### Records to process
◇ ◇ ◇ ◇

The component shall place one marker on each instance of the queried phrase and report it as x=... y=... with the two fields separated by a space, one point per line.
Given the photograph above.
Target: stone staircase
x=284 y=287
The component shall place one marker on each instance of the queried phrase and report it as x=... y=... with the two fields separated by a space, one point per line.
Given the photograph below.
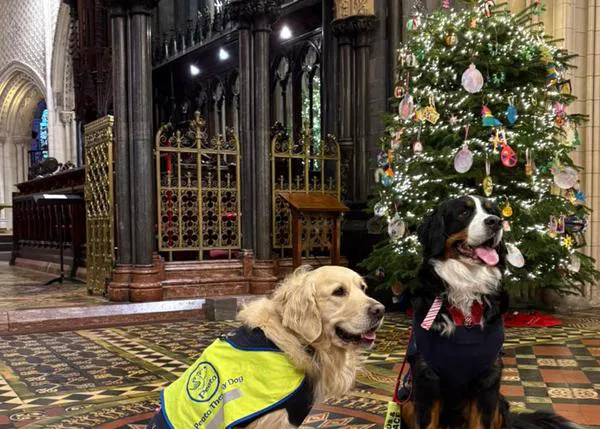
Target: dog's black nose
x=376 y=310
x=493 y=222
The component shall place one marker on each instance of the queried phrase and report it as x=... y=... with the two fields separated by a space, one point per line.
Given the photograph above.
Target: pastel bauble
x=472 y=79
x=514 y=256
x=463 y=161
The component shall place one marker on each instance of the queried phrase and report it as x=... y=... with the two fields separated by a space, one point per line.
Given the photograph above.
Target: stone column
x=394 y=39
x=67 y=118
x=262 y=196
x=242 y=13
x=353 y=24
x=145 y=284
x=118 y=289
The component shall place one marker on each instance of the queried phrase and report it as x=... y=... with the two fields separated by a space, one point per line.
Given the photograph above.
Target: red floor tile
x=581 y=414
x=541 y=351
x=564 y=376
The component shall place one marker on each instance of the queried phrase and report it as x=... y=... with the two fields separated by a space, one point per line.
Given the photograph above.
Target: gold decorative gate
x=198 y=191
x=306 y=166
x=99 y=203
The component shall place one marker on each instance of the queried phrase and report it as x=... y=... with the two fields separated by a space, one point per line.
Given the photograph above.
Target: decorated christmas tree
x=482 y=108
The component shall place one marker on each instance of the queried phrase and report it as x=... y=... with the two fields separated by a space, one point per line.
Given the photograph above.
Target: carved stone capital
x=246 y=11
x=354 y=25
x=67 y=117
x=347 y=8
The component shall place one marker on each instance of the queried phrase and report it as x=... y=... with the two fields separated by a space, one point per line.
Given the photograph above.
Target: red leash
x=399 y=379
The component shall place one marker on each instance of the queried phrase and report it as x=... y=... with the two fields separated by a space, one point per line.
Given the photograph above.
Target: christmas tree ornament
x=488 y=6
x=567 y=242
x=507 y=209
x=514 y=256
x=413 y=23
x=545 y=55
x=406 y=108
x=450 y=39
x=496 y=142
x=379 y=209
x=565 y=177
x=552 y=227
x=552 y=74
x=508 y=155
x=488 y=184
x=463 y=161
x=564 y=87
x=560 y=225
x=429 y=113
x=417 y=147
x=488 y=119
x=574 y=263
x=570 y=196
x=396 y=228
x=511 y=112
x=528 y=163
x=472 y=80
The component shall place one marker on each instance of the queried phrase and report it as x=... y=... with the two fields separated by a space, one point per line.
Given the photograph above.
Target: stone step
x=77 y=318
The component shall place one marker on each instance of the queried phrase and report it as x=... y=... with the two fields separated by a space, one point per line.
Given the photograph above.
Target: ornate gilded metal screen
x=99 y=203
x=305 y=165
x=198 y=191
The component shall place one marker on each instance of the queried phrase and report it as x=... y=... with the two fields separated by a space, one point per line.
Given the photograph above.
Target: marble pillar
x=118 y=288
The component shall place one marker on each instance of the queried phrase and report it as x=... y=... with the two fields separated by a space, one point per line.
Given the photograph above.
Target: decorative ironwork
x=306 y=166
x=198 y=191
x=99 y=207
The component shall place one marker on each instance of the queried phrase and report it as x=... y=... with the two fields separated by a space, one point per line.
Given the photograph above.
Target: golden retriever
x=328 y=310
x=320 y=319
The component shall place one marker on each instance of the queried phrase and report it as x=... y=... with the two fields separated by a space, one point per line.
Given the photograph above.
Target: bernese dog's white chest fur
x=466 y=284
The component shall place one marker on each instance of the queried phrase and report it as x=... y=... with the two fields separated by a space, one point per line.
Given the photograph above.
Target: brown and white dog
x=320 y=319
x=458 y=330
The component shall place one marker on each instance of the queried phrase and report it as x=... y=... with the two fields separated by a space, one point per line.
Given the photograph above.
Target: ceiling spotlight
x=285 y=33
x=223 y=54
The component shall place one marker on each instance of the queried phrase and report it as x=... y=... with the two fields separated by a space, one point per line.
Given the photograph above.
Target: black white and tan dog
x=458 y=329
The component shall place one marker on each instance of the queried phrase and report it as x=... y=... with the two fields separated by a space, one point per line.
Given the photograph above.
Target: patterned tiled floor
x=21 y=288
x=110 y=378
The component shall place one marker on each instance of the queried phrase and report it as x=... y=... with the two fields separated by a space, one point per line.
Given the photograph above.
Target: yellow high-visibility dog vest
x=237 y=379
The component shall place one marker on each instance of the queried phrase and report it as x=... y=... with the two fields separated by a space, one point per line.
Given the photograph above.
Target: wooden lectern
x=315 y=204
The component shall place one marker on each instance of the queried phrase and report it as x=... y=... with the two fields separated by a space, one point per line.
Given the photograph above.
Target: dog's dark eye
x=339 y=292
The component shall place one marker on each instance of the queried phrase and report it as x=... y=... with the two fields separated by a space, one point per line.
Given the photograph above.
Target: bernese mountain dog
x=458 y=332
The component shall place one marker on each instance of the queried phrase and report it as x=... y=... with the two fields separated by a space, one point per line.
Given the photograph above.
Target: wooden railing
x=36 y=229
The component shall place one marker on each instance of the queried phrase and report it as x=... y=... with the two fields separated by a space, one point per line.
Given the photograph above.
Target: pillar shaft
x=262 y=196
x=123 y=182
x=141 y=122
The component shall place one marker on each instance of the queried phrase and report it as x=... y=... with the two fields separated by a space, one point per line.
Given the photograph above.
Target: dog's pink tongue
x=369 y=336
x=487 y=255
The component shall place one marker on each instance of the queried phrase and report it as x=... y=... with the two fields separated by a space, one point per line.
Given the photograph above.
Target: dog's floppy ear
x=299 y=310
x=432 y=234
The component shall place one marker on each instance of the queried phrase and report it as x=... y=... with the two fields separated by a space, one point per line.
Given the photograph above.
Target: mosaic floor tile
x=69 y=380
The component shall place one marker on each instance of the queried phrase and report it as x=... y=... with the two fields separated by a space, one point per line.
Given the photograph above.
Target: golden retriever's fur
x=301 y=318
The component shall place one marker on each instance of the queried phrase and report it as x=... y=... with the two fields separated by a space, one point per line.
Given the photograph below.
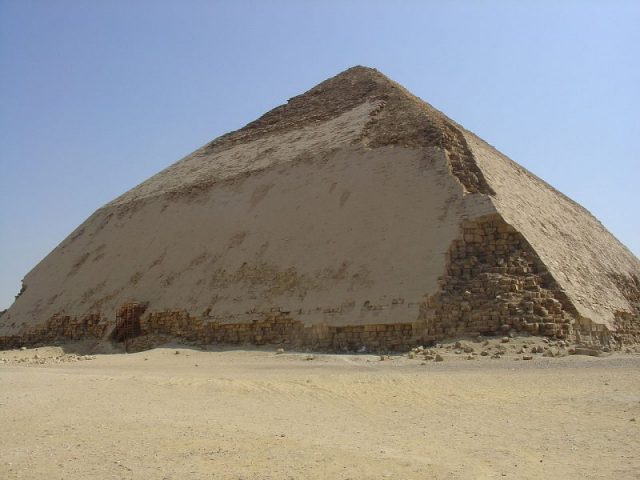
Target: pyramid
x=355 y=215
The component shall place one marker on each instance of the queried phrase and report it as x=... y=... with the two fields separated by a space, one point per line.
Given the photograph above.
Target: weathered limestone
x=354 y=216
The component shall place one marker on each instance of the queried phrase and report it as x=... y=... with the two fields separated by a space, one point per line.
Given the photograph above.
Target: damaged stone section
x=627 y=323
x=60 y=328
x=277 y=329
x=399 y=118
x=494 y=283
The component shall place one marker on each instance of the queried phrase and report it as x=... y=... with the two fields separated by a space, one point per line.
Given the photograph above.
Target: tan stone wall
x=495 y=283
x=61 y=328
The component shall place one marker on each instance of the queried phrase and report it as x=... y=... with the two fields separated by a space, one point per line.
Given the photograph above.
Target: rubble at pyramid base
x=495 y=285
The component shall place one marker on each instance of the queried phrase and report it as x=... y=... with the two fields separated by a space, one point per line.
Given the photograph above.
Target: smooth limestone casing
x=345 y=236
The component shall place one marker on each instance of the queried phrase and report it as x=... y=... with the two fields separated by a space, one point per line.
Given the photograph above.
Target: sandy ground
x=175 y=413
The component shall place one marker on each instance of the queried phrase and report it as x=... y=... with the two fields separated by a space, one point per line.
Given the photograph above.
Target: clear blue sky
x=96 y=96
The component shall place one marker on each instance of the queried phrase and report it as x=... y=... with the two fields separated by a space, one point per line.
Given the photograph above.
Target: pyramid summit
x=354 y=215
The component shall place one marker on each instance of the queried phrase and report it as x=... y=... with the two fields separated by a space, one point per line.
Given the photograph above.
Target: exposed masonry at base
x=627 y=324
x=494 y=283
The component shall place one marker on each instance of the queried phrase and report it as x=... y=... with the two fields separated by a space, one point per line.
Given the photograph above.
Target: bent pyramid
x=354 y=215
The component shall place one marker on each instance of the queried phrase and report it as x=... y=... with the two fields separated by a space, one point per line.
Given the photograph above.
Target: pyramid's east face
x=347 y=237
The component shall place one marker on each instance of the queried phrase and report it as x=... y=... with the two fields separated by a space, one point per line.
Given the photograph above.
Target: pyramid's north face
x=354 y=215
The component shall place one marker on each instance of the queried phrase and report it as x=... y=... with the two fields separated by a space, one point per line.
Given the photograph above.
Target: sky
x=98 y=95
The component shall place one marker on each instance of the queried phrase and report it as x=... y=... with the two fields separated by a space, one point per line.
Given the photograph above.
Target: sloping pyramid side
x=354 y=215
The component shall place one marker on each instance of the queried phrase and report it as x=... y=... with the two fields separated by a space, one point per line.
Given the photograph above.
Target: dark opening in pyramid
x=354 y=215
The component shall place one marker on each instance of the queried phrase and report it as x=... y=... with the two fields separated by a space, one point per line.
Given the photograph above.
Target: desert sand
x=178 y=412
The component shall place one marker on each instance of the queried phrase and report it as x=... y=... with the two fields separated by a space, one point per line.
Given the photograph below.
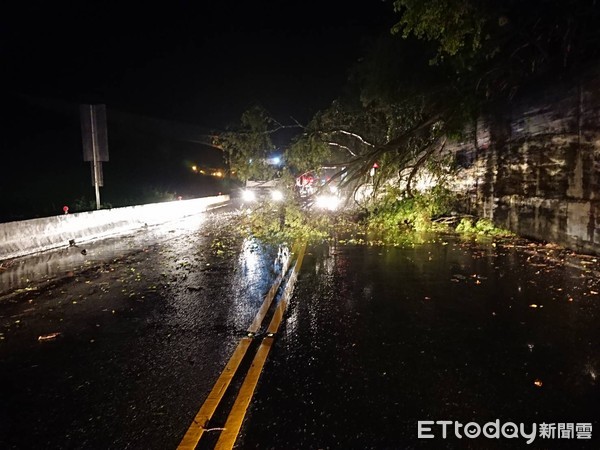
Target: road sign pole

◇ ◇ ◇ ◇

### Exercise description
Collect each line of the records above that contains the word "base". Case counts.

### Reply to the task
Target: rubble at pyramid base
Target: exposed masonry at base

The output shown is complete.